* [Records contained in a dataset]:
========================
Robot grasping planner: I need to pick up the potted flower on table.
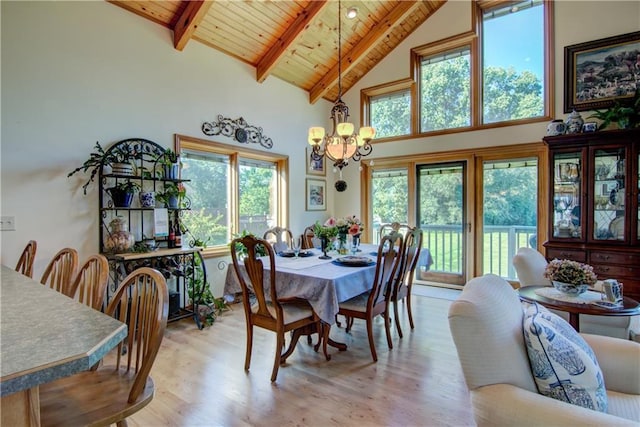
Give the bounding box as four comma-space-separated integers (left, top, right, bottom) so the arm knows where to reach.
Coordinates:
313, 221, 338, 259
544, 259, 598, 296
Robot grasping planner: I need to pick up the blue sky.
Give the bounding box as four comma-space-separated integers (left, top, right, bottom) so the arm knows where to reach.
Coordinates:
483, 6, 544, 79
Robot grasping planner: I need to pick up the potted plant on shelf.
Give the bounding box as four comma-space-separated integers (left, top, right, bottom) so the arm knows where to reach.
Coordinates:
588, 90, 640, 130
158, 148, 180, 179
106, 180, 140, 208
156, 182, 187, 209
67, 141, 140, 194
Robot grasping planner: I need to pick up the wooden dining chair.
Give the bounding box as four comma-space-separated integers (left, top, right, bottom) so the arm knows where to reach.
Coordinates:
231, 235, 327, 381
262, 226, 293, 252
338, 231, 403, 362
40, 248, 78, 295
16, 240, 38, 277
391, 227, 422, 338
65, 254, 109, 310
40, 267, 169, 426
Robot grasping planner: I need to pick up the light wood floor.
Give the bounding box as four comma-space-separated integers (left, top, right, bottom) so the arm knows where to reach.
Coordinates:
129, 290, 474, 427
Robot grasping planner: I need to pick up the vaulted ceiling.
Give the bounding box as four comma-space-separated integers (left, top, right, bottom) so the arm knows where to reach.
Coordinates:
109, 0, 446, 103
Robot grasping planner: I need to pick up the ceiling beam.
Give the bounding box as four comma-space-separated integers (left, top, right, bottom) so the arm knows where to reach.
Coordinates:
309, 1, 422, 104
173, 0, 213, 51
256, 0, 327, 83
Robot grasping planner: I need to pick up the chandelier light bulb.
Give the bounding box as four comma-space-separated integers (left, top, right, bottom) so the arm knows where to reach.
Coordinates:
337, 123, 353, 137
307, 0, 376, 191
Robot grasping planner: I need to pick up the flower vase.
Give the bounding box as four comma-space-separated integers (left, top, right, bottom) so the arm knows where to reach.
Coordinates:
338, 233, 349, 255
319, 236, 331, 259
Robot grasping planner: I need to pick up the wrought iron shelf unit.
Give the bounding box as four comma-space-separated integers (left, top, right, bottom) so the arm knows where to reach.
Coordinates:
98, 138, 206, 329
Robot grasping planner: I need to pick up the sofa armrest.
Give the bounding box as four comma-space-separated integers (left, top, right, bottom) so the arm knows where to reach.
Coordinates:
471, 384, 638, 427
580, 334, 640, 395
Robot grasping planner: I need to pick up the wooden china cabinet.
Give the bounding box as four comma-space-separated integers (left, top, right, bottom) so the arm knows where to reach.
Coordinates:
543, 129, 640, 300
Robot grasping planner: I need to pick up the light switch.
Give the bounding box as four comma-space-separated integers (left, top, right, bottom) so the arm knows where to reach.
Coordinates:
0, 216, 16, 231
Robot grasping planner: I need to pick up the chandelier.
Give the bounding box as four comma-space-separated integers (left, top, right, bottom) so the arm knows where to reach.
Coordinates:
308, 0, 376, 191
========================
* [Task objective]: Render all of the items above as a numbered list, omitting blank lines and excluding the pictures.

* [Complete output]:
1. Robot grasping planner: I need to pick up the potted flower on table.
2. Give the bounding box as four comma-space-separated integers (left, top, right, bottom) so the arm knows where to reach.
3. Coordinates:
4. 313, 221, 338, 259
5. 544, 259, 598, 296
6. Robot grasping planner: I need to pick up the blue sky.
7. Give the bounding box as four comma-space-separated integers (left, top, right, bottom) so the arm knows where to reach.
8. Coordinates:
9. 483, 6, 544, 79
10. Robot grasping planner: I need to pick up the potted plant on shelf.
11. Give the bounding box as four comma-space-separated integers (left, top, right, bottom) so the arm knows where to reach.
12. Coordinates:
13. 588, 90, 640, 130
14. 158, 148, 180, 179
15. 106, 180, 140, 208
16. 156, 182, 187, 209
17. 67, 141, 140, 194
18. Robot grasping planner: I need to pick up the wooden dining chair.
19. Give the bounding box as four comma-space-separated integers (left, top, right, bottom) so the arm knows where to reach.
20. Coordinates:
21. 231, 235, 327, 381
22. 262, 226, 293, 252
23. 338, 231, 403, 362
24. 40, 248, 78, 295
25. 16, 240, 38, 277
26. 391, 227, 422, 338
27. 65, 254, 109, 310
28. 40, 267, 169, 426
29. Robot grasping planner: I need to pick up the light wood floor.
30. Give the bounding box as four comma-space-separated integers (left, top, right, bottom) so the arm knows where to reach.
31. Coordinates:
32. 129, 290, 474, 427
33. Robot grasping planner: I need to pick up the vaulted ceiling.
34. Give the bounding box as four comma-space-separated integers (left, top, right, bottom) so the arm knows where to reach.
35. Coordinates:
36. 109, 0, 446, 103
37. Robot grasping planner: I need to pick up the ceiling beam.
38. Give the bounding box as four comma-space-separated integers (left, top, right, bottom) so the arm knows where to reach.
39. Coordinates:
40. 309, 1, 422, 104
41. 173, 0, 213, 51
42. 256, 0, 327, 83
43. Robot grasping planner: I need to pick up the chandelier light bulb.
44. Give the bounding box as four comma-space-separated integers (left, top, right, bottom) so the arm knows where to reach.
45. Coordinates:
46. 337, 123, 353, 137
47. 307, 0, 376, 191
48. Robot grasping planner: I need to pick up the flower vase.
49. Give the bounding box as four comma-space-separated integers (left, top, right, bottom) so the arm knows where to reach.
50. Coordinates:
51. 338, 233, 349, 255
52. 319, 236, 331, 259
53. Robot grasping planner: I need to pick up the wrought iron shelf unit.
54. Give the bounding box as four comma-space-separated integers (left, top, right, bottom) so the arm knows where to reach.
55. Coordinates:
56. 98, 138, 206, 329
57. Robot grasping planner: I need to pick up the sofa armrest.
58. Give the bounding box as four comma-space-separated integers (left, top, right, bottom) so the arm knows where to reach.
59. Coordinates:
60. 471, 384, 638, 427
61. 580, 334, 640, 395
62. Robot grasping planner: I need to pick up the wooden china cabinet.
63. Give the bounding box as four comma-space-separated integers (left, top, right, bottom) so the arm knows where to reach.
64. Coordinates:
65. 543, 129, 640, 300
66. Robot grasping planner: I need to pick up the light switch.
67. Give the bounding box as four comma-space-separated integers (left, top, right, bottom) so the arm knows where to reach.
68. Coordinates:
69. 0, 216, 16, 231
70. Robot grasping planner: I need to pick up the chandelier.
71. Give the bounding box as four comma-space-separated integers (left, top, right, bottom) so the arm knows where to reach.
72. Coordinates:
73. 308, 0, 376, 191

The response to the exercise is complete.